USA - A Cold-War Discourse Tinted with Holocaust Rhetoric: The Ukrainian Crisis in the United States Elite Press

09. May 2014 - DOI 10.25626/0019

Brian Horowitz has been a Fellow at the Imre Kertész Kolleg in 2012. He is Professor of Jewish history at Tulane University since 2003. He holds the Sizeler Family Chair of Jewish Studies there. He has been the recipient of numerous prizes and awards, including a Fellowship at the Frankel Center for Jewish Studies at the University of Michigan (2011-12), a Yad Hanadiv Fellowship at Hebrew University, Jerusalem (2002), and an Alexander Von Humboldt Fellowship (2000-2001). His scholarly work pivots around Zionism and Eastern European Politics and Culture. His previous work was devoted to Jewish schools in the Russian Empire, Russian liberals and Jewish nationalism.


Author: Sasha Maksymenko; URL: https://commons.wikimedia.org/wiki/File:Anti-government_protests_in_Kiev_(13087644205).jpg

The reportage in the United States about the Ukraine crisis in the major elite news outlets - New York Times, New Yorker, and the New York Review of Books - has been surprisingly reminiscent of the Cold War. It seems as though attitudes toward Russia had returned to a preconceived pattern that had been prepared precisely for this contingency. From the first days of the crisis, as the pro-Western Ukrainians in Maidan were shouting for revolution, the editorials in the US attempted to convince the American public that the cause is right because it is anti-Russian.

The Good and The Bad

Few of the articles even attempt to provide an analysis. Most hit the reader over the head with a sledgehammer and portray both sides as moral opposites: good Ukraine and bad Russia, free Ukraine and imprisoned Russia, European Ukraine and despotic Russia. Timothy Snyder's OP-ED in the New York Times from 3 February 2014, gives a powerful impression of this kind of writing.

Problem:
Write out the passage of the article on US press coverage of the Ukraine crisis, starting at "09. May 2014" and ending at "and Jewish nationalism.", but swap "Tulane University" for "Brandeis University". The material that comes next is from a separate source.

Information shown:

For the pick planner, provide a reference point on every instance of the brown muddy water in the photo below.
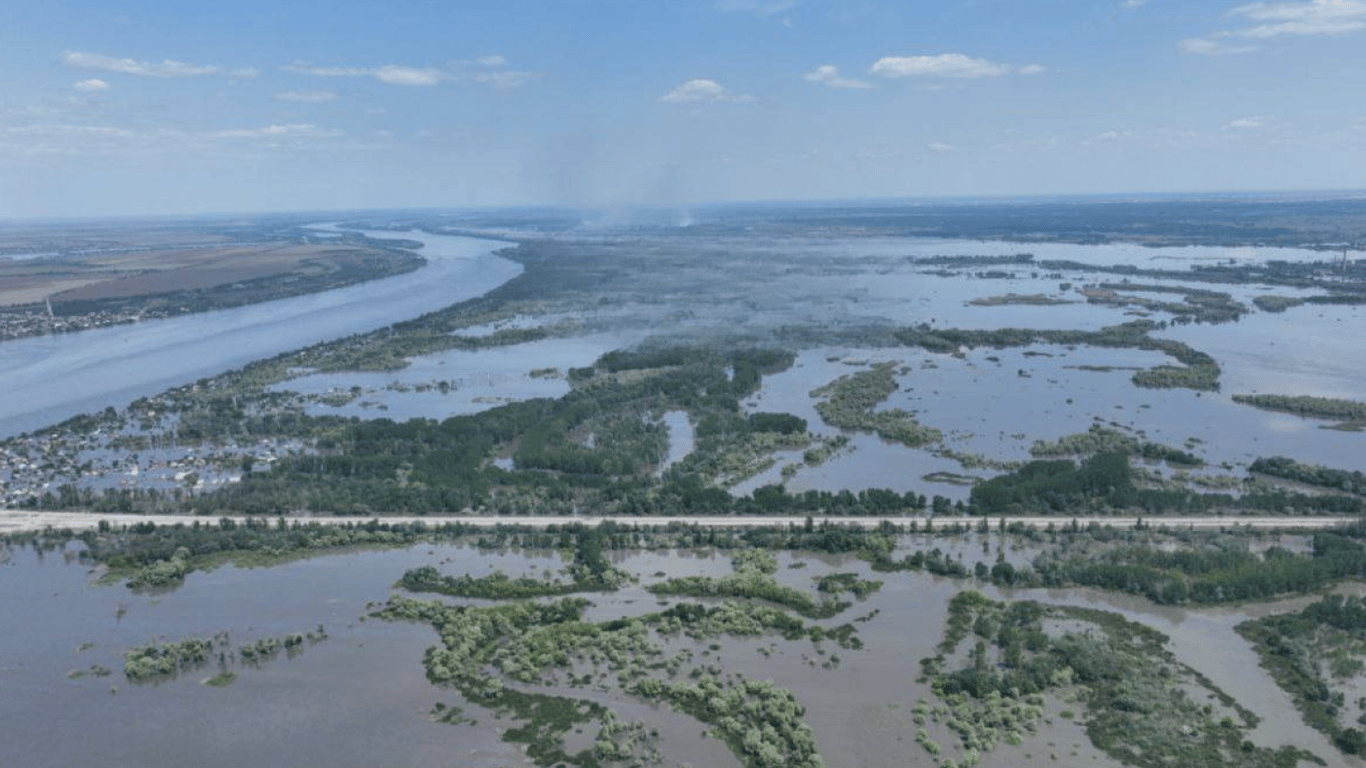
(359, 697)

Result of this exercise:
09. May 2014 - DOI 10.25626/0019

Brian Horowitz has been a Fellow at the Imre Kertész Kolleg in 2012. He is Professor of Jewish history at Brandeis University since 2003. He holds the Sizeler Family Chair of Jewish Studies there. He has been the recipient of numerous prizes and awards, including a Fellowship at the Frankel Center for Jewish Studies at the University of Michigan (2011-12), a Yad Hanadiv Fellowship at Hebrew University, Jerusalem (2002), and an Alexander Von Humboldt Fellowship (2000-2001). His scholarly work pivots around Zionism and Eastern European Politics and Culture. His previous work was devoted to Jewish schools in the Russian Empire, Russian liberals and Jewish nationalism.